§ **Exercise passage**:
:::::

Jelllyjam 17-04-2006-10:49 удалить
Мышка-Машка, thank you for the error correction. By the way, could you please check the articles in my topics, 'cause I have big problems with them) Well, I've never lived in common-law marriage, so it's more difficult for me to discuss it. I din't live under the same roof with my future husband before marriage, just the last month. I don't know why but for women it's more important to be married, to have a stamp in their passports. Maybe it was put in us in genetic way?) But, of course, it's very humiliating to ask for the wedding ring and hear the answer "Later". Men must propose to women but not the other way. Of course, I was dreaming about the same things, but when I began dating with my future husmand we just realized that we had similar thoughts. Sometimes we finished the phrases of each other. So we began joking about marriage and spending all life together. And then we just handed our application for marriage)

:::::

§ **Data listing**:
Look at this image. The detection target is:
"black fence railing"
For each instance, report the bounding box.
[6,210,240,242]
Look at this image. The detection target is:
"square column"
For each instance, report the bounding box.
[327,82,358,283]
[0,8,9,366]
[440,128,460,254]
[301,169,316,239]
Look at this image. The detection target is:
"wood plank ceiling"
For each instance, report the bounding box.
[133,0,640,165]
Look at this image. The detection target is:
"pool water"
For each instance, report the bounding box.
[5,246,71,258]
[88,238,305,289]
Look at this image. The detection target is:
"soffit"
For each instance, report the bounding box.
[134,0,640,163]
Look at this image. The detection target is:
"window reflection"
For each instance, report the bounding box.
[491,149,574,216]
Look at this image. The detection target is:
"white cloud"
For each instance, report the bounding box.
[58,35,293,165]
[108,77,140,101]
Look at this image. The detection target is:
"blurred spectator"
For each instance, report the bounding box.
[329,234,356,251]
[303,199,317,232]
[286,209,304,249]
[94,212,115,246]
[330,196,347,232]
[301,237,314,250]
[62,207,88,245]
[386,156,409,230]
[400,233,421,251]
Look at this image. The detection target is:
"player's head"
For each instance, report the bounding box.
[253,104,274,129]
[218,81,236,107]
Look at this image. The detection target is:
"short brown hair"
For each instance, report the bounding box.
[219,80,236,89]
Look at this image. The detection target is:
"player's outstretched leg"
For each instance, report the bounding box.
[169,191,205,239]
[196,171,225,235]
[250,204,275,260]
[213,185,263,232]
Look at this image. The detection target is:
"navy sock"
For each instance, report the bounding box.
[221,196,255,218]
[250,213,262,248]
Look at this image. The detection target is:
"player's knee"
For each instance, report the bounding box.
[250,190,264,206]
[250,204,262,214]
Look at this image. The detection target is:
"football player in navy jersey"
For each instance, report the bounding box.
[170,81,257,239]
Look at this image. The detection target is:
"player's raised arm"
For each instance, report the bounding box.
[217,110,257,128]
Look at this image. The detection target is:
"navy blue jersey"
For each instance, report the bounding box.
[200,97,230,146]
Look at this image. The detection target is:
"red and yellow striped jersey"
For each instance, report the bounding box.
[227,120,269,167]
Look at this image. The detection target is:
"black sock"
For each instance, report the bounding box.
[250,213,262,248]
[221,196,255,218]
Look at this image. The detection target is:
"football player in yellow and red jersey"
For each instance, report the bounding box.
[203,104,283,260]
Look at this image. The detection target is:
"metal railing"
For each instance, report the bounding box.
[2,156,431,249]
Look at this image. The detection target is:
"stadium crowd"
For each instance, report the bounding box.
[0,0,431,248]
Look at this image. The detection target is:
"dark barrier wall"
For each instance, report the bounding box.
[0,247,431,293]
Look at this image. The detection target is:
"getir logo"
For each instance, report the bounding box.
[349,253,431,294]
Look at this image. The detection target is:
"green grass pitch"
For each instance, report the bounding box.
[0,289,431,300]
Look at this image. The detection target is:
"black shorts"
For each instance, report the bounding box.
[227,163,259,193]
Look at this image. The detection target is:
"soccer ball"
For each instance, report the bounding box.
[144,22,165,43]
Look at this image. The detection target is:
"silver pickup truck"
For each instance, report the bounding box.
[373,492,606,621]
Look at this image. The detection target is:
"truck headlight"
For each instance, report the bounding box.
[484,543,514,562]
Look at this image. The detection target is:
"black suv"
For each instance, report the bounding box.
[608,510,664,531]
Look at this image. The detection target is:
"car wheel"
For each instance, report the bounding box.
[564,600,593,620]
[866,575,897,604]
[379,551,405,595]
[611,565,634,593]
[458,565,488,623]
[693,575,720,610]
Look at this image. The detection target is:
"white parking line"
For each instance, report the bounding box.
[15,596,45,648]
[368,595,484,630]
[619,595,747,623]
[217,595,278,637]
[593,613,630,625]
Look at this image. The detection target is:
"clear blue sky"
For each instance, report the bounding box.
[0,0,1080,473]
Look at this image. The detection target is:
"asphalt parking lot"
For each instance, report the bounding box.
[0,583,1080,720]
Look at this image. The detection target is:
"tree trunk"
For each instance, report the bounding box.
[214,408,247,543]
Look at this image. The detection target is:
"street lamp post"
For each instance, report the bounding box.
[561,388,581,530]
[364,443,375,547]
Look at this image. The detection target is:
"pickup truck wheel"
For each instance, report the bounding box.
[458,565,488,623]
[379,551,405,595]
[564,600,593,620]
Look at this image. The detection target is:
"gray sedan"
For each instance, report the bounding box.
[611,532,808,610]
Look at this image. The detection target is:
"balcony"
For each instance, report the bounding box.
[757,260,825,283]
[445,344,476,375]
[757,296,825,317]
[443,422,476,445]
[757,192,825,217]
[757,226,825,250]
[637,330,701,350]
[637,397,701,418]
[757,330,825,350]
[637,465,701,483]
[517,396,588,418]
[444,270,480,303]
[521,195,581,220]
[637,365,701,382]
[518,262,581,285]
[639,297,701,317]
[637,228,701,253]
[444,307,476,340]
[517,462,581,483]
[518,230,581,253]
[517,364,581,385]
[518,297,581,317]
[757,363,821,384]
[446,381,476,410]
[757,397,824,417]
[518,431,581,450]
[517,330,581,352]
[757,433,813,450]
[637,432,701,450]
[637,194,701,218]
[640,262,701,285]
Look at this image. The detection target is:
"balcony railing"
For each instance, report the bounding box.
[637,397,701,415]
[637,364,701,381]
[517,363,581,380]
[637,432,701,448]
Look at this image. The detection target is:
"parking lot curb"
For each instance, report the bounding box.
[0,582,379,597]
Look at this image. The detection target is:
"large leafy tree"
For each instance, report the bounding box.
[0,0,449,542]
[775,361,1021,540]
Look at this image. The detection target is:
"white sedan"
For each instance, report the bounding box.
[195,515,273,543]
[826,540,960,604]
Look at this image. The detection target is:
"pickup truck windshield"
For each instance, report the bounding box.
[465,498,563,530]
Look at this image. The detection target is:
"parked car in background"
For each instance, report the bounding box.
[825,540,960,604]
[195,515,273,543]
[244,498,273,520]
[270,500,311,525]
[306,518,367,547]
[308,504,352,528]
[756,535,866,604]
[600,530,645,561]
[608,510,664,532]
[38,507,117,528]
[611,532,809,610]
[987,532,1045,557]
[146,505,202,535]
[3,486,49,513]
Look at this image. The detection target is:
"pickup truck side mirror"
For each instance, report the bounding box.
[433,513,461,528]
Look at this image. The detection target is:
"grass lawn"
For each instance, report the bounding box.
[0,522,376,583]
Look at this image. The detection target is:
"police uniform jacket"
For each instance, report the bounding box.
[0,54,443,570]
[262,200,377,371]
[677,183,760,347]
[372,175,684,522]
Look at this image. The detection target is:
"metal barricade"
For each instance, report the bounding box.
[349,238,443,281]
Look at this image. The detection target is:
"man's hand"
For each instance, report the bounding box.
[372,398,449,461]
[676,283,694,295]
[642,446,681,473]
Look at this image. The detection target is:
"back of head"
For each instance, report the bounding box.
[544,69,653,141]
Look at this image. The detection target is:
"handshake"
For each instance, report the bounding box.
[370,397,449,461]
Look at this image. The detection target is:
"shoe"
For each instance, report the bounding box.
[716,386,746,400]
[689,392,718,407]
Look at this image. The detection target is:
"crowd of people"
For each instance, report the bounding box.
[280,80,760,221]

:::::

§ **Work order**: Resume the post about common-law marriage and getting married, starting right after its final sentence.

§ **Result of this exercise**:
I've found an explanation why this marriage is called common-law. "Unregistered" is also used. The idea of common law marriage emerged in medieval England, because clerics and justices who officiated at marriages were not always able to travel to rural locations where some couples lived. In that case, the couple could establish a marriage "by common law." Concerning articles - that's an arguable thing ;) In fact, I'm not an expert. I might correct, but that won't explain the rule. Still, try to use an article EVERY time, if the noun is countable. Sometimes you skip them. e.g., in A genetic way marriage is also countable in most contexts
Nad_Gamgee 11-08-2006-23:53 удалить
I would rather live in an unregistered marriage. It gives freedom not only to him - but to you as well. And no seal in the passport can stop him from leaving...
Jelllyjam 14-08-2006-10:28 удалить
Nad_Gamgee, what is implied by "it gives freedom"?